WHAT IS REQUIRED:
Scale the rows from the line with "Find every instance of the white bridal" up to and including the line with "x=461 y=1043", reproducing every line including the request, and multiply each point coordinate in the answers by 2.2, rounding to whole numbers with halves rounded up.

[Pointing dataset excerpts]
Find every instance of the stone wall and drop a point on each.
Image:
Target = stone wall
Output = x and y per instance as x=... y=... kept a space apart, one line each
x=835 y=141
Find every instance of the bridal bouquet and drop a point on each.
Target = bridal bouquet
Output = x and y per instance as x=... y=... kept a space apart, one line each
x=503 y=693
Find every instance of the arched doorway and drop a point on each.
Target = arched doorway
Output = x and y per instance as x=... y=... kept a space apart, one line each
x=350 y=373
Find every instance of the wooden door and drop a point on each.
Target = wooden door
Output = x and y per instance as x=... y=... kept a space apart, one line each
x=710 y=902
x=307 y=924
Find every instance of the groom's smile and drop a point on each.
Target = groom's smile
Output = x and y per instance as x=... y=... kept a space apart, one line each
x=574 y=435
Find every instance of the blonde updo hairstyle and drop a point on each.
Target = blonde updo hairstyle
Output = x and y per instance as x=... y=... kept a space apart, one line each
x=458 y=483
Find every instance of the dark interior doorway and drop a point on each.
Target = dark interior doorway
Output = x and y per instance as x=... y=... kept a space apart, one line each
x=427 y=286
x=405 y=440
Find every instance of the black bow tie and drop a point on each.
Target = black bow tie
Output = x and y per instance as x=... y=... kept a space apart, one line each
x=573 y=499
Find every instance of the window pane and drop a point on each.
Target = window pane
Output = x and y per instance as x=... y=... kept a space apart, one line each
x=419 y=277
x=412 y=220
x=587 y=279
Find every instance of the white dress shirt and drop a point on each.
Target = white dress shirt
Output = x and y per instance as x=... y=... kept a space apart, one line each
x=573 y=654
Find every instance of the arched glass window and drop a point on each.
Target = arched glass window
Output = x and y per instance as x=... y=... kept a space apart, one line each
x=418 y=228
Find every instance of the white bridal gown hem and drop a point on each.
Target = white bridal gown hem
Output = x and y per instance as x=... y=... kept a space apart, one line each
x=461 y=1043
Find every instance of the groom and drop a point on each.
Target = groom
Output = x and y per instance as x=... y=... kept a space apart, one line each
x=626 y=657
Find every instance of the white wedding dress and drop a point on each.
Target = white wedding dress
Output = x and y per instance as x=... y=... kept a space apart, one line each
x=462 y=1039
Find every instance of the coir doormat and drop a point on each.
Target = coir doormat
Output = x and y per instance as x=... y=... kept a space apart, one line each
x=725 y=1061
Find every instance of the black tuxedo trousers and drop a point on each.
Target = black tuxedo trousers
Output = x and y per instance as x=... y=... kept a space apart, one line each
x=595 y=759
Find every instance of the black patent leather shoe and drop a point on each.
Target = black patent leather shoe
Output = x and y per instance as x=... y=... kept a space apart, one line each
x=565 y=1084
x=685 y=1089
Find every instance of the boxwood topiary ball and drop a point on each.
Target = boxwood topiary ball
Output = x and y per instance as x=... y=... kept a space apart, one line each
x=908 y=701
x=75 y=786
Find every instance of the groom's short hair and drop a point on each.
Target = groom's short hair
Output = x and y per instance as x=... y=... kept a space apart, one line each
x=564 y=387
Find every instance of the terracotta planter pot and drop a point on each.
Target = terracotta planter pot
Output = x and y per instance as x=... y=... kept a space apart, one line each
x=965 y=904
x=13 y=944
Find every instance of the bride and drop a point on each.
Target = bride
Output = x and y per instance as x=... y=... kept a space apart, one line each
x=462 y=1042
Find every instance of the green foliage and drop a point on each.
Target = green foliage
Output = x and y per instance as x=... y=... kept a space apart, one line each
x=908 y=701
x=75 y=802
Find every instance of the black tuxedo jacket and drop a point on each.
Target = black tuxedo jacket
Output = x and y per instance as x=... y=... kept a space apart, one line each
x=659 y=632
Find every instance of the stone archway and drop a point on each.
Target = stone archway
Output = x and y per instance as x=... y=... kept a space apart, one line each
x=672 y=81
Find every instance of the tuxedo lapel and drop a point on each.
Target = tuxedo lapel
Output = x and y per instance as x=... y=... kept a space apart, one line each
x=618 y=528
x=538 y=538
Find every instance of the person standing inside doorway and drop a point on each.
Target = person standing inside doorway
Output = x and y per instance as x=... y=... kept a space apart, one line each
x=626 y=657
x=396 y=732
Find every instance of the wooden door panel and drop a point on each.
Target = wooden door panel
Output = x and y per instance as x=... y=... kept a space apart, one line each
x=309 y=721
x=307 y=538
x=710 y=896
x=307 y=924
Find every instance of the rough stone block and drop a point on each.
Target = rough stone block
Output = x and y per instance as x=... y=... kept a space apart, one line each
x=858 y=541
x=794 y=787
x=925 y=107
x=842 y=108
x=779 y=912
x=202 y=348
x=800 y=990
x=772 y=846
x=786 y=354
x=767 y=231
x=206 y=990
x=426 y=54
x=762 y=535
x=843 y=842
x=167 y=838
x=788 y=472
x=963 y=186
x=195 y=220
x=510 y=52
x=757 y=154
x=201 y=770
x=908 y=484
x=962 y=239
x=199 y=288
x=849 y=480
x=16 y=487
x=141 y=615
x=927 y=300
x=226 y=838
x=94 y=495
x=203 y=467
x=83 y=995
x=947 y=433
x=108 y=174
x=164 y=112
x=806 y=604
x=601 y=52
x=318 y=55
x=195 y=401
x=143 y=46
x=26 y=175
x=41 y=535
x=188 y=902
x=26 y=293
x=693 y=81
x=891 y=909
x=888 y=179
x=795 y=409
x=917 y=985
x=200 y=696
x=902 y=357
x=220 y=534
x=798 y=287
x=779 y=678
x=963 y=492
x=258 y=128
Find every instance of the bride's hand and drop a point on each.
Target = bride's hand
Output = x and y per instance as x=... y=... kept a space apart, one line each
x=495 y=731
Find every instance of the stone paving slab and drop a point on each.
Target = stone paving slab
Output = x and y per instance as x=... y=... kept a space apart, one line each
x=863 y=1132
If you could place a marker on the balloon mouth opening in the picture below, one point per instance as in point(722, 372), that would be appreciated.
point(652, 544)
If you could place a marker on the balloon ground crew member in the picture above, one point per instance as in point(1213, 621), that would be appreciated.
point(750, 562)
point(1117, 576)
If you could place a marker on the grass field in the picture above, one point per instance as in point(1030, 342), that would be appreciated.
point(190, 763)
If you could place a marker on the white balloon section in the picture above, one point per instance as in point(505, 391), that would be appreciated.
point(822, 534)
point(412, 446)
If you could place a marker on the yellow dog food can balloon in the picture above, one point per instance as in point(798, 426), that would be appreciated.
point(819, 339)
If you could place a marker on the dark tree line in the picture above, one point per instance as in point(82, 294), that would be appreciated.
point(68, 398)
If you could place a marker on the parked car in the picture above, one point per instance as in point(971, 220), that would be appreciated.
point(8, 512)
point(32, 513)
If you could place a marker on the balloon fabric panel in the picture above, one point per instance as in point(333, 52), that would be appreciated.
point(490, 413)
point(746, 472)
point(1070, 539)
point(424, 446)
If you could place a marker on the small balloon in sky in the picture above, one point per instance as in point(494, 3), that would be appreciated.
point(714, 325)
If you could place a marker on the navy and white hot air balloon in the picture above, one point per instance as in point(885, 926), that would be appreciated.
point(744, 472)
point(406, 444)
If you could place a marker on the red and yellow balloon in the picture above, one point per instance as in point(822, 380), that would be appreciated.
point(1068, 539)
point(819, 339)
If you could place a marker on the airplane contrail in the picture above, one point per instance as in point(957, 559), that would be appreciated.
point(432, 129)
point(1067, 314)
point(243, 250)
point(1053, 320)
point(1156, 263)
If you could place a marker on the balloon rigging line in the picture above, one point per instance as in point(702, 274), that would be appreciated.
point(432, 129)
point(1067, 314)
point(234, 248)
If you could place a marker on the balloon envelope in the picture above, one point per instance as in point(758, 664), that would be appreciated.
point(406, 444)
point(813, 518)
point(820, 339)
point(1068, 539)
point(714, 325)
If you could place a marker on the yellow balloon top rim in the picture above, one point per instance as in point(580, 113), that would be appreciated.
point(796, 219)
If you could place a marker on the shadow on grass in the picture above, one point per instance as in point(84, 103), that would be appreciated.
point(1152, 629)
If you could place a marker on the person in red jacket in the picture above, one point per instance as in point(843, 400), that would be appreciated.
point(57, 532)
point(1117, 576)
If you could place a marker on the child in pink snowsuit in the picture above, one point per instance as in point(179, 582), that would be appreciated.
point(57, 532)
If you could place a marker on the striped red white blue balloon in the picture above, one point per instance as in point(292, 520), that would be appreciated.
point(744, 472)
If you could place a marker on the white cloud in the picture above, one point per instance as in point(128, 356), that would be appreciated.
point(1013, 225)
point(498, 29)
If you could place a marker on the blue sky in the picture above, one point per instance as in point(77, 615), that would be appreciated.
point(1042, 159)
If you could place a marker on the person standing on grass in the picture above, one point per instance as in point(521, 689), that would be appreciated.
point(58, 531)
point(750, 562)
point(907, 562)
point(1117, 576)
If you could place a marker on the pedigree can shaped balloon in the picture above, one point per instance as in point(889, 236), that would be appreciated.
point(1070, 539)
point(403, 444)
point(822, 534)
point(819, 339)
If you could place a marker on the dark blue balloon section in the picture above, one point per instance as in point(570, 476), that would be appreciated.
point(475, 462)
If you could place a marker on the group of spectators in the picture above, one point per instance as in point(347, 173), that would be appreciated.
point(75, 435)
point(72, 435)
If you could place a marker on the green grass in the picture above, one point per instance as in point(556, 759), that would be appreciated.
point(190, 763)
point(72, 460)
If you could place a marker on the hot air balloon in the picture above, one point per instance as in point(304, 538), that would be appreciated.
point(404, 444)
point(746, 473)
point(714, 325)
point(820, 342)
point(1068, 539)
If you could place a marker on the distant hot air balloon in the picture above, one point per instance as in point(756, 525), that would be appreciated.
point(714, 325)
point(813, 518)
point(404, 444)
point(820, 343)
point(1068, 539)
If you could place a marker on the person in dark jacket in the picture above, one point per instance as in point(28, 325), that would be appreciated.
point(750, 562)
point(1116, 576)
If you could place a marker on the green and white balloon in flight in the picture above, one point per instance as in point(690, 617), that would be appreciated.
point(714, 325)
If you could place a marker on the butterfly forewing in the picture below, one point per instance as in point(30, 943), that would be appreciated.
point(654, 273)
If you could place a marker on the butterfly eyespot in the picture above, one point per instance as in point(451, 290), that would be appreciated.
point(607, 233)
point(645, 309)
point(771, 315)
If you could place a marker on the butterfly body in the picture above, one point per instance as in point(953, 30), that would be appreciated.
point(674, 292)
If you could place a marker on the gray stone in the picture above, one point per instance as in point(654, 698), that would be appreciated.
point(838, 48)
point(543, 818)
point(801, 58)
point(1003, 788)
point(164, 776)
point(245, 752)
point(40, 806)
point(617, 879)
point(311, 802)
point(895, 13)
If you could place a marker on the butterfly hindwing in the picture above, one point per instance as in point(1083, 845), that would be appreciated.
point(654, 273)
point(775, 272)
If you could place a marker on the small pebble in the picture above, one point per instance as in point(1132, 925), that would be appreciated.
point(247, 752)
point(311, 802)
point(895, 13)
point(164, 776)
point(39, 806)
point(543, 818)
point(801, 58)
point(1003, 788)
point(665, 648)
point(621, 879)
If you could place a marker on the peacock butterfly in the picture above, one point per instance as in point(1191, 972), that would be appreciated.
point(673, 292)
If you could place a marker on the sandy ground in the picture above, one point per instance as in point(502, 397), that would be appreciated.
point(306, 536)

SOLUTION TO THE EXERCISE:
Find every instance of the white bridal gown hem and drop a point on each.
Target = white bridal gown hem
Output = x and y per instance as x=... y=... kept a space apart, one line each
x=1014 y=2295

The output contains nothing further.